* **Selected extract**:
Put it this way a couple full size commercial jets at the Buffalo airport, tipped back with thier front wheels off the gound from the weight of the snow on them. NOW THAT IS HEAVY SNOW!!!!!!

ok, now picture huge full size trees (Lotta Maples, cotton woods, Ash's, Willows) with their leave still attached (a lot more area), with all that weight on them and a sudden shock of freezing temps.
NOT A PRETTY COMBINATION!!!

Now picture all thoes pretty mature trees branches breaking and falling EVERYWHERE. Including on top of power wires, bringing them crashing to the ground, splitting poles in 1/2 from getting the lines yanked. 
Most roads were mosly impassable to 4x4's due to that fact, and lines sagging so much. Some cars could fit under them but w/ all the snow thay couldnt pass. 
Highways can't plow anything becasue they are not ready & when they were they couldnt get down any of the roads. 

Today was mostly cleanup of some of the roads & plow if possible, tho now it's been raining & melting most of the snow. & going to rain/snow for some time. I'm sure the flooding is going to get a LOT worse.

I got lucky and mounted my front plow and headed off to plow a lot. Not much snow but coming down hard at this point. figured make it easy for thoes walking in. power now goes out. I kill an hr go back home & to find some trees in my driveway & I can't get in. Kill a couple more hr's driving arround come back home & can't make it down my road now due to all the tree & lines down. try to go arround some only to get stuck in the ice, snow, slush, water, or whatever it's called. I think we need a new term for it. Finally get out, go about 5 miles outta my way & made it home 1/2hr later. Only to find trees down EVERYWHERE, my 1.5yr old pool 1/2 caved in, our back porch with 3-4 limbs sticking thru it. havent yet been able to check for any holes in the roof but no water leaking so I hope I'm fine. Wires ripped off the house, neighbors truck & car probably totaled 3ft round branch on top or them. 
The only thing you heard last night here was the constant sound of branches snapping, trees falling. Worse than being in the middle of a logging operation except for no sound from any equipment. It was scarey, real scarey.
And cold. When it got light out it was the same way except now you could see all the destruction.
Everything is covered in snow or water or mud so private cleanup will take a day or 2 to even begin. 
Heating costs will be extremely low for quite a few years due to the abundance of firewood. Hopefully Mulch prices will drop too. 
Probably over $3k damage done to my property from what I can see. That dosnt include all the trees that fell, or what little left of them that will need to be removed/taken down. Insurance companies are going to be busy for quite some time. Going to be hazardus even when the utilities get everything going and cleaned up as almost every tree has major branches broken off and just wating to fall on top of someone or something.

Luckaly I was able to get into south Buffalo to where I am now, bored with nothing to do. By plowing my way down a few roads. The city is bad as well. Wires down everywhere & most smaller roads impassable. 

I had well over a dozen calls today from people wanting to sign thier contracts, pay me extra to plow now, and a couple people asking if I could get them out of their hosue an into a shelter. one friend of mine is paralized and needed to get to the hospital. Luckaly he managed to get the town to take him in because there was no way I could get even close to the area. I managed to find an open gas station out this way with some fuel still left. so I gassed up the truck and got 5 gal of mixed fual for my 3 chainsaws that luckaly I got all the chains sharpened not to long ago. So off I go in the morning helping people get out of thier house and find their cars again.

* **Source material**:
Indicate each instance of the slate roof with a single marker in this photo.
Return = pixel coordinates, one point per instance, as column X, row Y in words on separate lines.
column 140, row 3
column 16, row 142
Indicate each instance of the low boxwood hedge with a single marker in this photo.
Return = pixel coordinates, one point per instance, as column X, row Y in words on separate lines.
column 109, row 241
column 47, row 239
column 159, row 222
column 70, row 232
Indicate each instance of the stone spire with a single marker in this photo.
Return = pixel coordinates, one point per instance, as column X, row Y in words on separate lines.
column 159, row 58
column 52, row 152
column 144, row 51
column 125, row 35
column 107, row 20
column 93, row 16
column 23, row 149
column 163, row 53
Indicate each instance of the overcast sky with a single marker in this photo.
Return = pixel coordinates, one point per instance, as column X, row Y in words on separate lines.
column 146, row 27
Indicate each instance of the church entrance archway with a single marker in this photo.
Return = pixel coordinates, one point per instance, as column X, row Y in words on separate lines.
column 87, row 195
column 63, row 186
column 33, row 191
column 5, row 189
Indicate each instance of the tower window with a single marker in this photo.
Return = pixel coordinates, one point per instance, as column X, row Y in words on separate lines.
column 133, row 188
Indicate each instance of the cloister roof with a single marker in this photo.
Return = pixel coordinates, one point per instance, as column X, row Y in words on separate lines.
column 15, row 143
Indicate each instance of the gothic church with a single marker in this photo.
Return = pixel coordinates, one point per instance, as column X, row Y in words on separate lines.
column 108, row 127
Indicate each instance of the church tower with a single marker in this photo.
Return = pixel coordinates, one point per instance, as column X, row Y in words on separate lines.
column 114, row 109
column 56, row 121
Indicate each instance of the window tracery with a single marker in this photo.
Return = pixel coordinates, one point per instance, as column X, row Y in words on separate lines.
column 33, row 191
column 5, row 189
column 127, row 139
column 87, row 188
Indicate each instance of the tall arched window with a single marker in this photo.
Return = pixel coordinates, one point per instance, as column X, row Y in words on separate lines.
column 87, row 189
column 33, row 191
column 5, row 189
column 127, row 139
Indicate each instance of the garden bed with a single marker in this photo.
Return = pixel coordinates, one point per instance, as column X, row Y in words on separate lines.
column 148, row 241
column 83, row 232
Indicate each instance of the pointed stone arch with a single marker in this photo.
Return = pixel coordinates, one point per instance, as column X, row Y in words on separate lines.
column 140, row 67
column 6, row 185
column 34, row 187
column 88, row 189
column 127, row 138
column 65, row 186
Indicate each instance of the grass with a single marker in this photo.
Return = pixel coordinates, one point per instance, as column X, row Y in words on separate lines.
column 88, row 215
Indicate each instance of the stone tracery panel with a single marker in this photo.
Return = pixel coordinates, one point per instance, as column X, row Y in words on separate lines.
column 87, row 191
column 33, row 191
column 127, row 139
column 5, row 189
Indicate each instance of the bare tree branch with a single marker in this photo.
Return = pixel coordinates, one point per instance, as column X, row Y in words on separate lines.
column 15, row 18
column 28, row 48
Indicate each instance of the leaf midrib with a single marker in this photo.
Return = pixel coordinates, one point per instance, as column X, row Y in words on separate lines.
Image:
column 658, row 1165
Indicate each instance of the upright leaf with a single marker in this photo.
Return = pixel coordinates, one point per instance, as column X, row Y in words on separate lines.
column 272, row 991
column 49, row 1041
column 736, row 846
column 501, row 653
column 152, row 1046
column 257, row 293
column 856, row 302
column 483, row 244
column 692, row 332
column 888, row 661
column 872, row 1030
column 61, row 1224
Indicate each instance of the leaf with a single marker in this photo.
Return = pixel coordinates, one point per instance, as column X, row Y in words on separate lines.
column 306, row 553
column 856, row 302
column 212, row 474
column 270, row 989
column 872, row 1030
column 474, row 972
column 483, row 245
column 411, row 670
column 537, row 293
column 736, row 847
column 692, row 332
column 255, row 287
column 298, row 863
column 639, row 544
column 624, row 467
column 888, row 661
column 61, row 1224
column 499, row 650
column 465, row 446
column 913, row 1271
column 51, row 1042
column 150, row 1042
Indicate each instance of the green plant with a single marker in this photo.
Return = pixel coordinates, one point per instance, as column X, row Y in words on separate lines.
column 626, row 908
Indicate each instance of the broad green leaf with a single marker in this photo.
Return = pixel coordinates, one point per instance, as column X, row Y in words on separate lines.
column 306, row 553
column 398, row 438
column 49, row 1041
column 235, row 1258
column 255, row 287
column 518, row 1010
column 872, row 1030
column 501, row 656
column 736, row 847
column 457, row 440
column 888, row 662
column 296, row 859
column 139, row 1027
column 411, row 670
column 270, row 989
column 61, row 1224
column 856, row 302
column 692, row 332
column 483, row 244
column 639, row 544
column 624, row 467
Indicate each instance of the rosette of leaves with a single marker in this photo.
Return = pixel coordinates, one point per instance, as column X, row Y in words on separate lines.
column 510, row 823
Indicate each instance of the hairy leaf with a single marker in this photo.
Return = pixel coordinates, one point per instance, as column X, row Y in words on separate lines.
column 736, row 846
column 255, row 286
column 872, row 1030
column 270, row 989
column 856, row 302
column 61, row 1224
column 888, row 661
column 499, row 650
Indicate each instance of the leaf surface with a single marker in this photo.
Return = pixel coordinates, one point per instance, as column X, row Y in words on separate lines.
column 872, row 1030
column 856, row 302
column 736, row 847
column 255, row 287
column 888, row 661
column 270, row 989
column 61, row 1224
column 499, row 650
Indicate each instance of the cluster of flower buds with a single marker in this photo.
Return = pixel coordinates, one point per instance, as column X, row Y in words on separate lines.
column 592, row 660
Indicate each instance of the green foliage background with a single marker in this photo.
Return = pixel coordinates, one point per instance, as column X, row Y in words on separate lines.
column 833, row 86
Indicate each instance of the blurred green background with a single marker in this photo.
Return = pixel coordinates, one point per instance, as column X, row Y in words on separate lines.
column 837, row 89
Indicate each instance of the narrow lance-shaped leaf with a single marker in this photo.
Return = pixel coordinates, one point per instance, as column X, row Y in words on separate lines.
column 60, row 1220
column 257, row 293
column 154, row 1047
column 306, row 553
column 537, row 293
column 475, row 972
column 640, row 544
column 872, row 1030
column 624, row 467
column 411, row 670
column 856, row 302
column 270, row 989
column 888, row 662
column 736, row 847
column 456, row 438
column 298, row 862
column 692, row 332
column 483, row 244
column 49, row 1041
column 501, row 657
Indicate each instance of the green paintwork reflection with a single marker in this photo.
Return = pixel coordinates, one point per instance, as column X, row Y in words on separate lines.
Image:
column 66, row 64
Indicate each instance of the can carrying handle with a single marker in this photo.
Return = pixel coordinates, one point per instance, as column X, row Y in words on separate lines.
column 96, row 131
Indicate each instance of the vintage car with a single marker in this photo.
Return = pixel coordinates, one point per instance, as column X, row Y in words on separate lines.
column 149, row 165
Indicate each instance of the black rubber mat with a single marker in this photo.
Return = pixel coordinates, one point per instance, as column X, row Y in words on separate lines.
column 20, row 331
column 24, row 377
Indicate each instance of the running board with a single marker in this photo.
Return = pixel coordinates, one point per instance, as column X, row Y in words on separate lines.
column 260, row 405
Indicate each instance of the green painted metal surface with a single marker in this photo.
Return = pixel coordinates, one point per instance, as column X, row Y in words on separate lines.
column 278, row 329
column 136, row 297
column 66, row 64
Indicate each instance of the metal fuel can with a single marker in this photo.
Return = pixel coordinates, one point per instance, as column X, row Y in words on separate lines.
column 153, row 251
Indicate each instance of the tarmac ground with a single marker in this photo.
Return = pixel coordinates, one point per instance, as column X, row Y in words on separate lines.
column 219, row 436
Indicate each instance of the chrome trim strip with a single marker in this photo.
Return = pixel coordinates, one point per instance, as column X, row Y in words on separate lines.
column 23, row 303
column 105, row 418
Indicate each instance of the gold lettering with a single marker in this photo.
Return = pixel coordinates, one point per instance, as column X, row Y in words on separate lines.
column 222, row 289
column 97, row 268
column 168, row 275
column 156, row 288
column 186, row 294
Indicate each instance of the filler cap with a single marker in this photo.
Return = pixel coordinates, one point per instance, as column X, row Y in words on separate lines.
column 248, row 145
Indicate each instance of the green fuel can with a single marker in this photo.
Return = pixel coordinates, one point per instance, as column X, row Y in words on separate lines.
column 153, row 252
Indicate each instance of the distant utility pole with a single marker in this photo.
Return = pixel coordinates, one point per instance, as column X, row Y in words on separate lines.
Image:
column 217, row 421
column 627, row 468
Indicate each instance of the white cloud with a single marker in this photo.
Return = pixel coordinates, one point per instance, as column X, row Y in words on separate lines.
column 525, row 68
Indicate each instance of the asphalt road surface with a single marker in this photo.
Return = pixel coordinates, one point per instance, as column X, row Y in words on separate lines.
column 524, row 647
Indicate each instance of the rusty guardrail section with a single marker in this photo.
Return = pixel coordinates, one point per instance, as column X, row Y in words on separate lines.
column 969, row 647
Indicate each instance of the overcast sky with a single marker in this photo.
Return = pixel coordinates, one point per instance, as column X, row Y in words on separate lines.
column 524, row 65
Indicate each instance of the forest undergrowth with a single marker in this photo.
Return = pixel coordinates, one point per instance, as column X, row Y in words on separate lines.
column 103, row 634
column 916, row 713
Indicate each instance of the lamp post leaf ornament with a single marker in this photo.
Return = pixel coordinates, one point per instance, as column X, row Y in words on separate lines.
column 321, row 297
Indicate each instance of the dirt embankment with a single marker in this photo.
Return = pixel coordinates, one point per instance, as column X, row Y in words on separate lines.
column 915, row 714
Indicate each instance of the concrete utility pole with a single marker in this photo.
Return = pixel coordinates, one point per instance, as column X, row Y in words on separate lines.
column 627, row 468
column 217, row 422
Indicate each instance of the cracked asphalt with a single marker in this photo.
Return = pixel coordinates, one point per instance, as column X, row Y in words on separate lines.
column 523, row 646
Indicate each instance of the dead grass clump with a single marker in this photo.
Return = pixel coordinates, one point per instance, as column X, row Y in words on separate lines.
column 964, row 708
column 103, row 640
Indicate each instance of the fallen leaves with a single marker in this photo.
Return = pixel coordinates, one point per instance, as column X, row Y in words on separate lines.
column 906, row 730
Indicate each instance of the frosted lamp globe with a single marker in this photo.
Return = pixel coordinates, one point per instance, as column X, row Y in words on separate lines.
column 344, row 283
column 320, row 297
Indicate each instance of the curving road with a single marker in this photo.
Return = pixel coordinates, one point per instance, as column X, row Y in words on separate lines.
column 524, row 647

* **Tasks to perform**:
a) According to the forum post about the Buffalo snowstorm, why were most roads impassable even to 4x4s?
b) List every kind of tree named in the forum post about the Buffalo snowstorm.
c) Extend the forum post about the Buffalo snowstorm, picking up after its final sentence.
The rows come from a separate source.

* **Task answers**:
a) Branches broke off the heavily loaded trees and fell onto power wires, pulling the lines to the ground and leaving others sagging low. Some cars could fit under the sagging lines, but with all the snow they still couldn't get through.

b) Maples, cotton woods, Ash's, Willows

c)
I can't upload pictures now but I'll be taking a ton thruought the next week or so.
not sure when I'll be online again power may be out for over a week.


----------



## lawncare18

My thoughts are wiht you guys.. I can nly imagine .. we went through a bad ice storm 5 years ago.. its scary when all you here is branches droping all ngith wiht no power.. let me know how the cleanup goes...


----------



## Dstosh

North of buffalo in northern lockport, Nothing. Just a dusting and it is pretty much gone now. Hopefully I can start cleaning up limbs tomorrow.


----------



## finnegan

finnegan said:


> i put the headgear on but i refuse to hang the blade ---hear that mother nature,not hanging the blade---that should get us at least two feet easily


see what happens when you piss off mother nature


----------



## qualitylawncare

Holy S***............................. I've never seen anything like this.. I'm in my truck right now in the Orchard Park/Fredonia area. I figure we will have the plows going and tree guys working for at LEAST a month here. Got $50-100 to plow 25x50 driveways yesterday and a few tree limb clearing jobs so cars could get out of the driveway or get them off the roof ($150-5000).. If anyone local has time to spare, this might be a good place to find some work.. There is ALOT of it.


----------



## lawncare18

qualitylawncare... ncie to see you again.. hope your phone is rining off the hook!!!!! You guys still keeping busy with this stomr cutting trees and crap or what/?? How are conditions there now.. here the lake effect is starting back up??????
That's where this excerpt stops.